Stored data entries
= Beginning of Section =
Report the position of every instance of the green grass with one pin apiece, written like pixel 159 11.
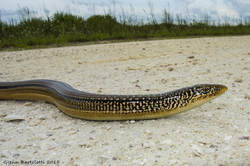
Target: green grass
pixel 63 28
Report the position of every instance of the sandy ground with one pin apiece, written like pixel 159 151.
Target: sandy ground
pixel 217 133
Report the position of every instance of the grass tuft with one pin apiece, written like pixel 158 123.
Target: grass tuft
pixel 62 28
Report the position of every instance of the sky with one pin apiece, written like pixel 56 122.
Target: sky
pixel 140 8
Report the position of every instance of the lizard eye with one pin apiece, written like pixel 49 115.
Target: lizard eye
pixel 205 89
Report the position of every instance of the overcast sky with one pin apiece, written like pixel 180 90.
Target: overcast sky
pixel 196 8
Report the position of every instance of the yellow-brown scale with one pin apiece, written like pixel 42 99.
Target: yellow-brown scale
pixel 110 107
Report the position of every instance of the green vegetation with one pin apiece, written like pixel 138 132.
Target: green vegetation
pixel 63 28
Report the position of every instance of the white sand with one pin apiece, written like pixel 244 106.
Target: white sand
pixel 208 135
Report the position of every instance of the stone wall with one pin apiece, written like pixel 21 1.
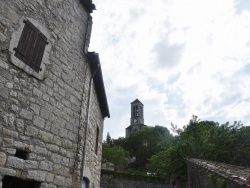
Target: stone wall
pixel 200 170
pixel 44 114
pixel 108 181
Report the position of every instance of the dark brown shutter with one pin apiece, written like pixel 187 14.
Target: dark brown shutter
pixel 31 46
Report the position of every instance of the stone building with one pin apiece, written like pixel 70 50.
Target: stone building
pixel 52 95
pixel 137 118
pixel 209 174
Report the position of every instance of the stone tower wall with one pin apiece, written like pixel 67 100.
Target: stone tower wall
pixel 44 114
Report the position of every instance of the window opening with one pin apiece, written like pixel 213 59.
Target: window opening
pixel 85 183
pixel 21 154
pixel 31 46
pixel 13 182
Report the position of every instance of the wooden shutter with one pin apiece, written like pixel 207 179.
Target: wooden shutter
pixel 31 46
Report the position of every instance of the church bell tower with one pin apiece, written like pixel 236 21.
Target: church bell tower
pixel 137 118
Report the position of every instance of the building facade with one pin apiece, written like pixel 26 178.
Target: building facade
pixel 136 119
pixel 52 95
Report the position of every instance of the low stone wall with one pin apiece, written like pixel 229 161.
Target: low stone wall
pixel 108 181
pixel 206 174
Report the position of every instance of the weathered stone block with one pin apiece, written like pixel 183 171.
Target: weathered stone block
pixel 26 114
pixel 59 180
pixel 7 171
pixel 50 177
pixel 30 165
pixel 45 165
pixel 15 162
pixel 3 157
pixel 31 131
pixel 36 175
pixel 38 121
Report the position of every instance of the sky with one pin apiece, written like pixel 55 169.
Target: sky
pixel 178 57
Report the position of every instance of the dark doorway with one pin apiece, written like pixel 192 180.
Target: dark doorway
pixel 13 182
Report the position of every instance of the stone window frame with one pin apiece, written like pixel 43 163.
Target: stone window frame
pixel 15 37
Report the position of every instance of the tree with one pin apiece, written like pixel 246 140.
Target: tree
pixel 204 140
pixel 145 143
pixel 116 155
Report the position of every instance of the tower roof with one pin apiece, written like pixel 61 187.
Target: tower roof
pixel 136 101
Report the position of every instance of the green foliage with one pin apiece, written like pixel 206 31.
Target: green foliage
pixel 217 182
pixel 134 176
pixel 147 142
pixel 115 155
pixel 204 140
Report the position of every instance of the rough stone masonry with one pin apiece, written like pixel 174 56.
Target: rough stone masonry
pixel 43 114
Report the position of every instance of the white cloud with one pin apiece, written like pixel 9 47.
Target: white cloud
pixel 178 57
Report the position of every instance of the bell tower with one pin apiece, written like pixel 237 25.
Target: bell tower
pixel 136 119
pixel 136 113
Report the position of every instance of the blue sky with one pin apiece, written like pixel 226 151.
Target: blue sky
pixel 177 57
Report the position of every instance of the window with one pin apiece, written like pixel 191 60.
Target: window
pixel 21 154
pixel 97 140
pixel 85 182
pixel 13 182
pixel 31 46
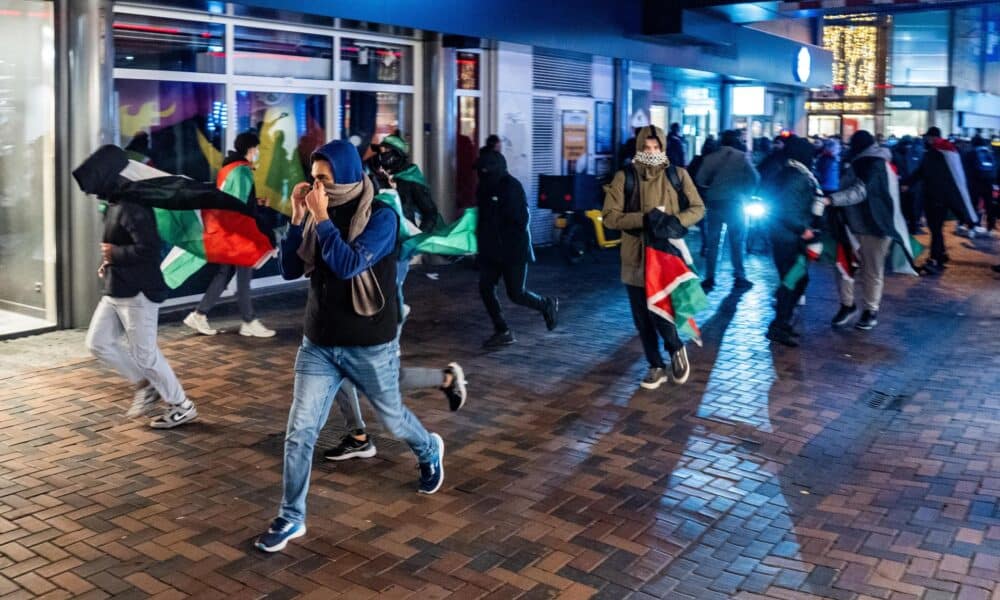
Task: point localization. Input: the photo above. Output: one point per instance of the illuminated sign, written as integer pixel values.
(803, 65)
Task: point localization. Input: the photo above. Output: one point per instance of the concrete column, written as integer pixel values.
(84, 121)
(440, 128)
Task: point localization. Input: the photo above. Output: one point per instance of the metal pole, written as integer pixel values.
(84, 121)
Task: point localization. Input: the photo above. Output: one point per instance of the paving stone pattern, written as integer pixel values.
(769, 475)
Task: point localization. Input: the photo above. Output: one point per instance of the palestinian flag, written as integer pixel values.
(673, 289)
(959, 201)
(203, 224)
(457, 239)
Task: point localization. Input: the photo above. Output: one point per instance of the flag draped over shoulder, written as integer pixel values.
(456, 239)
(673, 289)
(203, 223)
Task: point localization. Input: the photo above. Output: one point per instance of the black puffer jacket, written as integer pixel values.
(502, 230)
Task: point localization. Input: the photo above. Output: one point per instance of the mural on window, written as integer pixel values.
(176, 126)
(290, 127)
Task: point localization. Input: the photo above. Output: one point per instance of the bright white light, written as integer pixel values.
(754, 210)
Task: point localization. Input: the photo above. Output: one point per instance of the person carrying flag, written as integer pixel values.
(944, 189)
(645, 186)
(345, 242)
(870, 220)
(414, 193)
(790, 191)
(236, 179)
(123, 330)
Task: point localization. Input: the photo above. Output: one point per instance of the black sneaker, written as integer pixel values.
(680, 368)
(844, 315)
(349, 447)
(456, 391)
(782, 335)
(868, 321)
(654, 378)
(500, 339)
(551, 313)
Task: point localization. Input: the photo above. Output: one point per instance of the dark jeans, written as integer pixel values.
(936, 214)
(651, 328)
(515, 278)
(786, 252)
(218, 285)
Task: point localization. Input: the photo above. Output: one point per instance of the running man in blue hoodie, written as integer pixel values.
(344, 241)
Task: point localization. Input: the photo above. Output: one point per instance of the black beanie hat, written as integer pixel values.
(861, 141)
(245, 141)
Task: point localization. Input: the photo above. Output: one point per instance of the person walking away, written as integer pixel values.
(505, 247)
(646, 186)
(980, 173)
(728, 178)
(790, 191)
(236, 179)
(123, 330)
(828, 166)
(675, 146)
(942, 179)
(347, 248)
(711, 145)
(869, 218)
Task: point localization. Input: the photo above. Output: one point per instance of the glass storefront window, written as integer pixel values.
(290, 127)
(143, 42)
(467, 65)
(376, 28)
(367, 117)
(271, 53)
(27, 161)
(175, 126)
(375, 62)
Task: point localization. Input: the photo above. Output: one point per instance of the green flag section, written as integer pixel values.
(412, 174)
(673, 289)
(457, 239)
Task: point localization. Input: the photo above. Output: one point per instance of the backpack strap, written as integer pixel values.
(675, 180)
(631, 199)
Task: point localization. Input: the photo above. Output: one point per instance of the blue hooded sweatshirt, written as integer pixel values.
(345, 259)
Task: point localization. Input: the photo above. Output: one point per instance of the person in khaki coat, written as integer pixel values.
(652, 191)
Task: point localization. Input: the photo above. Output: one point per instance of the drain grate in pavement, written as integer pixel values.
(885, 400)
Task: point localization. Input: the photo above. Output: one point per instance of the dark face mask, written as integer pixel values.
(391, 161)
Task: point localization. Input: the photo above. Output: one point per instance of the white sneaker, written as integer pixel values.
(144, 399)
(176, 414)
(255, 329)
(199, 323)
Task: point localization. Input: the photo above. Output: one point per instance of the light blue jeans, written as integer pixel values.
(319, 373)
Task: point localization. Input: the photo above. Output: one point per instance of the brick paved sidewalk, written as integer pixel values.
(862, 465)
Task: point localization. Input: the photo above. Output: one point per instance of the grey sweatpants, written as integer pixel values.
(872, 254)
(122, 335)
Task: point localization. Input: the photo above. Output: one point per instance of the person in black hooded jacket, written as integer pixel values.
(790, 189)
(505, 246)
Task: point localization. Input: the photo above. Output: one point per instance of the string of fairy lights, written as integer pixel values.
(854, 44)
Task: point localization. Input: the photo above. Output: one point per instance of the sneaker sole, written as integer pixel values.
(265, 335)
(459, 375)
(199, 330)
(281, 546)
(440, 442)
(653, 386)
(369, 453)
(193, 415)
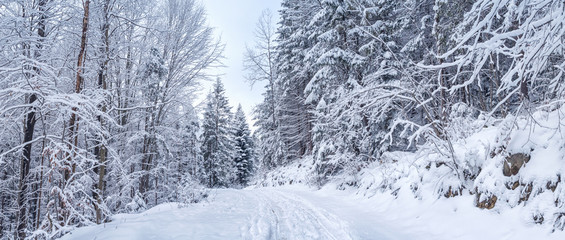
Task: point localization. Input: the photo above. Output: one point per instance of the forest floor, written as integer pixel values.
(296, 212)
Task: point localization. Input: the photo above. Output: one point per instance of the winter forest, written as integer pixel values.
(454, 105)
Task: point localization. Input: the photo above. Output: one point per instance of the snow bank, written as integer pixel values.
(512, 167)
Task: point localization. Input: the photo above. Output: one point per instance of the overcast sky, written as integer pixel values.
(235, 21)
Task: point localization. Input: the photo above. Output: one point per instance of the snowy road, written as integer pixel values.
(232, 214)
(298, 213)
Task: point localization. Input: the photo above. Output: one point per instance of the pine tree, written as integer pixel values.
(243, 148)
(217, 145)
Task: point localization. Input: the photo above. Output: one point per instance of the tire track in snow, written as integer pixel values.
(287, 216)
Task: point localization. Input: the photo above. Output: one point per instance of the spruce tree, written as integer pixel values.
(217, 147)
(243, 148)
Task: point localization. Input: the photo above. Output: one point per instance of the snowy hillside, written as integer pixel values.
(527, 194)
(399, 119)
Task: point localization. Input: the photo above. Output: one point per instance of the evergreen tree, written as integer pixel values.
(243, 148)
(217, 147)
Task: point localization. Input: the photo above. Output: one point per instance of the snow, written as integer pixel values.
(297, 212)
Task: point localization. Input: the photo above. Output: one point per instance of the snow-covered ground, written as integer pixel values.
(294, 212)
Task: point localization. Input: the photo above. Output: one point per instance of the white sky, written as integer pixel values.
(235, 21)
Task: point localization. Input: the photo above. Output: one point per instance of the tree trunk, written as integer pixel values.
(28, 133)
(101, 149)
(73, 126)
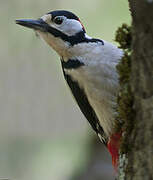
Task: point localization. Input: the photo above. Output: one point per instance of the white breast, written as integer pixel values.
(99, 80)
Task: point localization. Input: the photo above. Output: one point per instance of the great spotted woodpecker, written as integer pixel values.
(89, 67)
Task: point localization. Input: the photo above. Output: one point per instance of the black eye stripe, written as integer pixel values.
(58, 20)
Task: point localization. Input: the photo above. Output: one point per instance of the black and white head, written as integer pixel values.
(60, 29)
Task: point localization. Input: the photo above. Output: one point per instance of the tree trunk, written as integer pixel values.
(137, 163)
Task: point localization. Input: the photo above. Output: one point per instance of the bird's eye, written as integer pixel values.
(58, 20)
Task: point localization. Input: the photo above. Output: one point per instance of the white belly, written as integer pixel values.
(101, 88)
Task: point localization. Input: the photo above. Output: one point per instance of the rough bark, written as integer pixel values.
(137, 163)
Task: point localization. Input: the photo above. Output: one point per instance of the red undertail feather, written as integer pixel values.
(113, 146)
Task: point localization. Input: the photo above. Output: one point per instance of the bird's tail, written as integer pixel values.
(113, 146)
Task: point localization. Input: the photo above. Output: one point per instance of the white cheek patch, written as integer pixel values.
(71, 27)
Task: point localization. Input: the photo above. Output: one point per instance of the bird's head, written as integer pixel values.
(60, 29)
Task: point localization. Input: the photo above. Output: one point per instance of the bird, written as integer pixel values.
(89, 68)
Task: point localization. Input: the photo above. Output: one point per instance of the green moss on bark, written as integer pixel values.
(125, 115)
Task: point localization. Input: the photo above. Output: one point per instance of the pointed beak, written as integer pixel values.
(33, 24)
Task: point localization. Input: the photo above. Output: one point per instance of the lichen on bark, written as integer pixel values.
(125, 113)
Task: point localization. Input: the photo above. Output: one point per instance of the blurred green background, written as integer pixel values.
(43, 134)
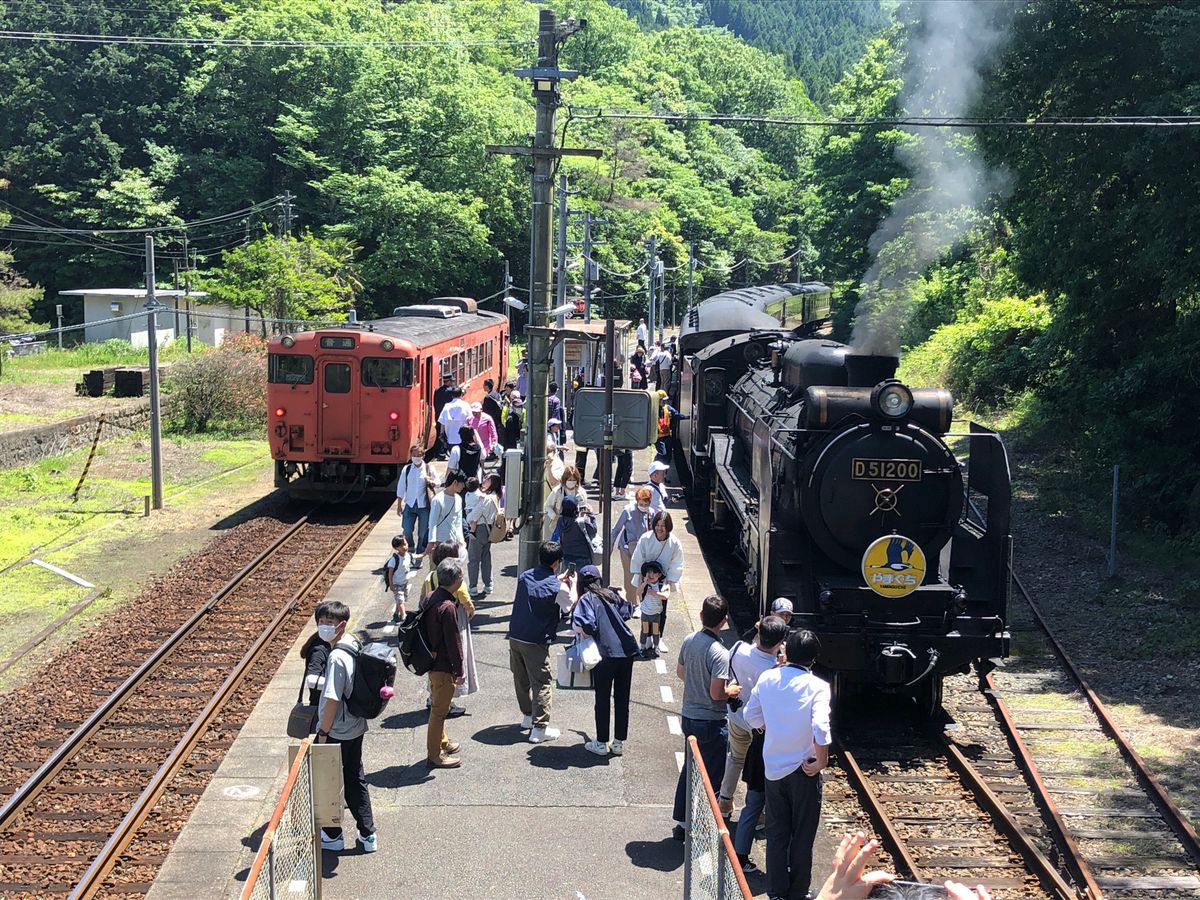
= End of Section =
From the line that holds "bird's head, written as integer pixel values." to the last line of the records, please copy each line exactly and nothing else. Pictures stay out.

Task: point localization. Input: the photo above. Output: one point per instance of the bird's head, written as integer pixel values.
(60, 29)
Task: point localization. Input: the photo above. Output: one point per instance of the bird, written as integer pixel values.
(89, 68)
Task: point localization. Input: the photo above. Output: one point per instance of the green moss on bark, written as integer pixel values.
(125, 115)
Task: point localization. Input: the photo above. Output: one point per instance of the pointed beak, written as integer pixel values.
(33, 24)
Task: point localization. Input: the photo above. Output: one point per instance of the lichen on bark, written as integer pixel values.
(125, 113)
Task: point localization. Input: the photo above. Output: one point per instance of the blurred green background, written as integer pixel values.
(43, 134)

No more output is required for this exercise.